:: What is asked ::
Retype the lines below word for word, leaving out the pictures.
>> START Input material
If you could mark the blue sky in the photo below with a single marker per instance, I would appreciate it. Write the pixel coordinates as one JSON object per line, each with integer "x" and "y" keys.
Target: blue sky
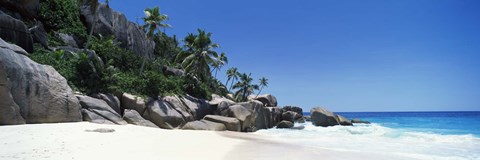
{"x": 347, "y": 55}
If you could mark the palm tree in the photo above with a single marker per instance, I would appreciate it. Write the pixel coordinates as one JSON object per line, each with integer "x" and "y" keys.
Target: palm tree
{"x": 198, "y": 54}
{"x": 232, "y": 74}
{"x": 93, "y": 10}
{"x": 263, "y": 83}
{"x": 245, "y": 87}
{"x": 219, "y": 62}
{"x": 153, "y": 21}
>> END Input material
:: Answer for this exercise ::
If you could mark the blue sky in the photo below with a single marker per instance, I would appreciate it. Write the pixel coordinates as one JSON object per line, each with integer "x" and "y" keys.
Target: blue sky
{"x": 347, "y": 55}
If you could mark the palm tree in the photo above with a single marker per instance, I would appreciate it. Write the pixel coordinates as one JSON object per line, each with integer "x" and "y" keys.
Target: palm tree
{"x": 198, "y": 54}
{"x": 232, "y": 74}
{"x": 93, "y": 10}
{"x": 263, "y": 83}
{"x": 245, "y": 87}
{"x": 219, "y": 62}
{"x": 153, "y": 21}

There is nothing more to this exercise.